設問 ▸ 以下のエントリから、文字列「grass」を含む行をすべて選び出して書き写してください。大文字と小文字は区別されます。

[バウンディングボックスデータの抜粋]

◆ ◆ ◆ ◆

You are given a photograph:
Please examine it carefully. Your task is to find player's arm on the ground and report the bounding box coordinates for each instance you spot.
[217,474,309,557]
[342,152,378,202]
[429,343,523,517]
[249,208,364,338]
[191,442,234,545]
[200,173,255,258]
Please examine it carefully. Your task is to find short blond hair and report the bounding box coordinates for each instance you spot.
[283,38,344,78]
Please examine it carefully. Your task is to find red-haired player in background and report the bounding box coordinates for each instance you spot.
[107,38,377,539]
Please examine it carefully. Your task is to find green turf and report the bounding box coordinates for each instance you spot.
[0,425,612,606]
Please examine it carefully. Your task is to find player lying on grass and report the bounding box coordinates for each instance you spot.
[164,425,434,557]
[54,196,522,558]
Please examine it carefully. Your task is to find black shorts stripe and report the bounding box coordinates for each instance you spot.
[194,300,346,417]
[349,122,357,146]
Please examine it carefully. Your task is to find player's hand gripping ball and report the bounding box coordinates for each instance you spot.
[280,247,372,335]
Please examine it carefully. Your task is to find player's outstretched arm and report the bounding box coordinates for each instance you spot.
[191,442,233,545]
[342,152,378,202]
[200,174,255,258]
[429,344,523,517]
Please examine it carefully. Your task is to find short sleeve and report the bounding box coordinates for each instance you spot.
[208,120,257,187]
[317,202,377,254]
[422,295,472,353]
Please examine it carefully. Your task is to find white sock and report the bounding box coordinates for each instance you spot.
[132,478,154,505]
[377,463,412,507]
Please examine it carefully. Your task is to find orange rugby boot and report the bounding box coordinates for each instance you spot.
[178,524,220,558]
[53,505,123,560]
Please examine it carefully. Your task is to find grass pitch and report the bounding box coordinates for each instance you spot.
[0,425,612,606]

◆ ◆ ◆ ◆

解答 ▸
Please examine it carefully. Your task is to find player lying on grass and report the bounding box coordinates for each instance you spot.
Please examine it carefully. Your task is to find grass pitch and report the bounding box coordinates for each instance you spot.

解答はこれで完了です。